* BEGIN *
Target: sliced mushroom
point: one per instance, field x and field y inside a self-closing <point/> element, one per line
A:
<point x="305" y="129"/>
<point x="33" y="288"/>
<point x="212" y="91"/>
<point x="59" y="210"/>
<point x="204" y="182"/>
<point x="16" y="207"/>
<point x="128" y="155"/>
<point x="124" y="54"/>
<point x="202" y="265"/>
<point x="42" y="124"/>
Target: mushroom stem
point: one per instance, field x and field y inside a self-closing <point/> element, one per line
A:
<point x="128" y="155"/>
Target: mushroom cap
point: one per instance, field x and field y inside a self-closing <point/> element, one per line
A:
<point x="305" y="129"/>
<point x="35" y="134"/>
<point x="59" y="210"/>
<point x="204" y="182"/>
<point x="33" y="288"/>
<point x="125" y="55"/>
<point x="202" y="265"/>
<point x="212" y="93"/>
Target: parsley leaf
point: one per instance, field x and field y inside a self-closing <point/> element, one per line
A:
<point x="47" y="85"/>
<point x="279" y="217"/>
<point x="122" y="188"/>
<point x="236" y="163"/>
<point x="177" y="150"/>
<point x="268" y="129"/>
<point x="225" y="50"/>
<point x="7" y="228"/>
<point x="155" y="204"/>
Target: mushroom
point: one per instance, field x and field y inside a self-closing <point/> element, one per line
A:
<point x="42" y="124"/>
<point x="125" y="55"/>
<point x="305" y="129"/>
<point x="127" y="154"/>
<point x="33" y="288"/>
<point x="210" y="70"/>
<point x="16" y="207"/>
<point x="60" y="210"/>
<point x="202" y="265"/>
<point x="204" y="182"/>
* END *
* BEGIN *
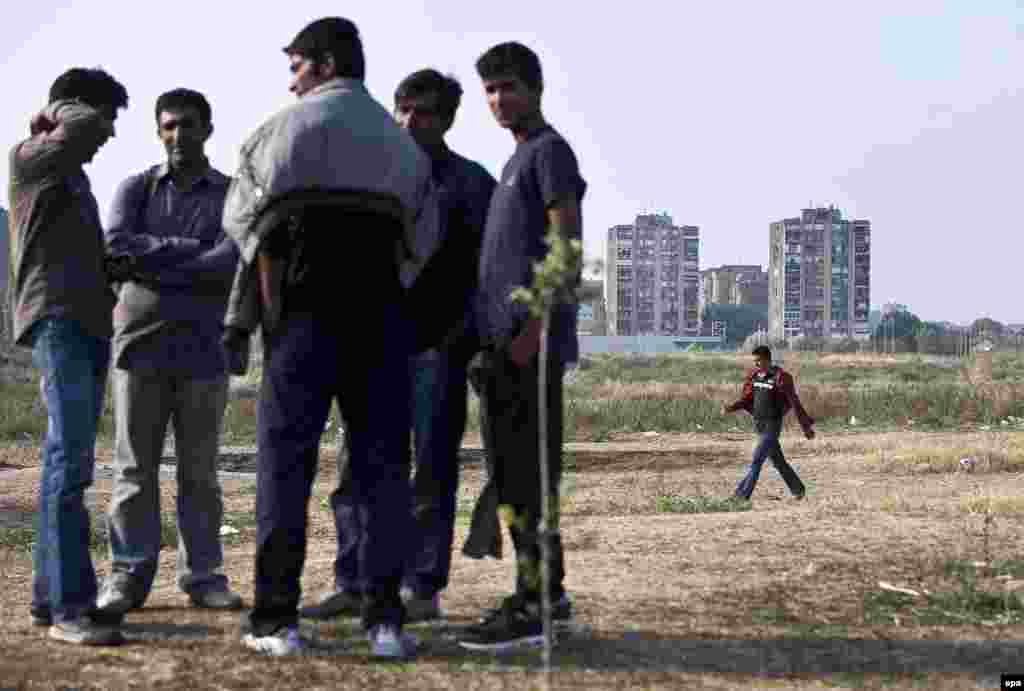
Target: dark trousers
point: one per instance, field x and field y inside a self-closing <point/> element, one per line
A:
* END *
__EXERCISE DESCRIPTION__
State how many lines of the listing above contain the string "mushroom". Case counts. Give only the number.

__RESULT__
4